------ 数据
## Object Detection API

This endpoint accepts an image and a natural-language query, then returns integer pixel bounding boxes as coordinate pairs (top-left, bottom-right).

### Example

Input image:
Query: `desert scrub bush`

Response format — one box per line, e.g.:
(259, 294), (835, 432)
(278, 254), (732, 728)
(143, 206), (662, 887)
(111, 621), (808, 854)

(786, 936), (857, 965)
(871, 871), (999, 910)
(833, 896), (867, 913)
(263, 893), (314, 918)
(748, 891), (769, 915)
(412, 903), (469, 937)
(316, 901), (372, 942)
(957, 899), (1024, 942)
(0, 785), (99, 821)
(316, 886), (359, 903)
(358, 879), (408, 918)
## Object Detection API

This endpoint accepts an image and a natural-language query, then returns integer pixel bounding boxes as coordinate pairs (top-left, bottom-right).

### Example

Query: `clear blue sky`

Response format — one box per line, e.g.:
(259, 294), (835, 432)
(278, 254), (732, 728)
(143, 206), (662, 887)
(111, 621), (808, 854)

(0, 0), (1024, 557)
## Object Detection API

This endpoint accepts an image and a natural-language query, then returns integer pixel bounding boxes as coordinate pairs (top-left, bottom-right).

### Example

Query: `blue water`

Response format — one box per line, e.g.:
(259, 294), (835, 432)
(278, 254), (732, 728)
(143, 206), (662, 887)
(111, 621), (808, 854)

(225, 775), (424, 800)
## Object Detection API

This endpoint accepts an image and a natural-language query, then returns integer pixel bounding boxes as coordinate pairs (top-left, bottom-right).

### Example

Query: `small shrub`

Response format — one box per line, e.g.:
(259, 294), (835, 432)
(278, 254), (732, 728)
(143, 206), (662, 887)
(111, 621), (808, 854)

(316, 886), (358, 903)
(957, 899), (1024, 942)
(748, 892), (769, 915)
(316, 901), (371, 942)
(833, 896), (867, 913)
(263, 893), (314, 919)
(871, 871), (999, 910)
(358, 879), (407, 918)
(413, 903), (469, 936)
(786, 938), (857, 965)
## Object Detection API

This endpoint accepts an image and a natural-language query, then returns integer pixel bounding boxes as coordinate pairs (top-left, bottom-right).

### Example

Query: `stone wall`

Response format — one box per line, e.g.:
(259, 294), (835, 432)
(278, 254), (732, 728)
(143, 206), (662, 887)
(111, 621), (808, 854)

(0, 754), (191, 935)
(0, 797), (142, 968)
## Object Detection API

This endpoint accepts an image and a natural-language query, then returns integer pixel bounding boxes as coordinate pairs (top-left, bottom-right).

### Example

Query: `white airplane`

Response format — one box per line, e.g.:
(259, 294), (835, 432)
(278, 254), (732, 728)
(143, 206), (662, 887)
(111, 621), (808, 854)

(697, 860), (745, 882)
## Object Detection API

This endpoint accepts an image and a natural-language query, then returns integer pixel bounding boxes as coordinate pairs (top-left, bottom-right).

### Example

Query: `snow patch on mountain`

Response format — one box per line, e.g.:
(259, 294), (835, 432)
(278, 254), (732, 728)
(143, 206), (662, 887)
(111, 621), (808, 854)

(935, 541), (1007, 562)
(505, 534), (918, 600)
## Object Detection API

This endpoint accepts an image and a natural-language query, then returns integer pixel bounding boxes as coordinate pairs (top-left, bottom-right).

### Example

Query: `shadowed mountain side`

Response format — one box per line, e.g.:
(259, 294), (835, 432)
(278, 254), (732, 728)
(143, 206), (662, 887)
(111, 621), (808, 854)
------------
给定请求: 请把以上所有行中的"endpoint"换成"interface"，其余内容一字不改，重新写出全部行。

回复:
## Object Detection API

This interface accepts an image and a natural-language query, then returns integer pixel bounding boxes as coordinate pairs (top-left, bottom-right).

### Example

Input image:
Query: `desert scrub bush`

Response format — one box per line, e.g.:
(259, 294), (835, 432)
(278, 254), (732, 728)
(143, 206), (662, 887)
(111, 621), (808, 854)

(786, 936), (857, 965)
(871, 871), (999, 910)
(833, 896), (867, 913)
(263, 893), (314, 918)
(748, 891), (769, 915)
(412, 903), (469, 937)
(316, 901), (372, 942)
(957, 899), (1024, 942)
(0, 785), (99, 821)
(316, 886), (359, 903)
(358, 879), (408, 918)
## Object Detection API

This interface accepts an image and a natural-language query, then returns integer pixel bounding boxes as coordinate pairs (top-left, bottom-right).

### Example

Query: `clear blue sky`

Response format — one box per line, e.g.:
(259, 294), (835, 432)
(278, 254), (732, 728)
(143, 206), (662, 887)
(111, 621), (808, 854)

(0, 0), (1024, 557)
## Object Detection API

This interface accepts an image and a natural-language query, then returns integer pixel bounding boxes as coordinate pairs (top-left, bottom-right).

### Example

Query: `blue water`

Response format — one box per line, e.g.:
(259, 294), (835, 432)
(278, 254), (732, 728)
(143, 206), (662, 887)
(111, 621), (808, 854)

(225, 775), (424, 800)
## Object Detection API

This interface accepts an image and a natural-language query, then returns integer pixel bounding boxes as coordinate pairs (top-left, bottom-right).

### Example

Query: `small shrub`

Response format — one box per line, e.g.:
(259, 294), (835, 432)
(278, 254), (732, 728)
(143, 206), (662, 887)
(111, 621), (808, 854)

(316, 886), (358, 903)
(957, 899), (1024, 942)
(748, 892), (769, 915)
(316, 901), (371, 942)
(833, 896), (867, 913)
(263, 893), (314, 919)
(871, 871), (999, 910)
(358, 879), (407, 918)
(413, 903), (469, 936)
(786, 938), (857, 965)
## Object Detection API

This interface accepts an image and a natural-language query, then returns integer pixel bounding boxes as coordinate pairs (top-left, bottom-right).

### Example

Query: `stone wall`

Response format — one box per line, e.g.:
(259, 294), (835, 432)
(278, 254), (732, 728)
(143, 206), (662, 887)
(111, 621), (808, 854)

(0, 754), (191, 935)
(0, 797), (142, 968)
## Object Detection API

This interface accepts an image and a natural-language query, then returns integer pixel bounding boxes as coordinate pairs (top-left, bottom-right).

### Example

Query: `white airplane`

Response format — one box per line, e.g.:
(259, 294), (835, 432)
(278, 254), (732, 728)
(143, 206), (662, 887)
(111, 621), (808, 854)

(697, 860), (745, 882)
## Object Detection API

This interface accepts an image and a natural-language query, then returns integer pixel bounding boxes as coordinate pairs (top-left, bottom-right).

### Example

Query: `snow patch on mountain`

Response format — one box per line, e.g.:
(259, 294), (835, 432)
(278, 254), (732, 728)
(143, 206), (662, 887)
(111, 621), (808, 854)

(935, 541), (1007, 562)
(505, 534), (918, 600)
## Object Detection API

This interface accepts an image and a natural-language query, then returns integer pixel bounding boxes as coordinate pairs (top-left, bottom-right).

### Example

Query: `shadowed mountain side`

Response format — one box per line, e.g.:
(259, 294), (835, 432)
(278, 254), (732, 728)
(143, 206), (662, 887)
(111, 621), (808, 854)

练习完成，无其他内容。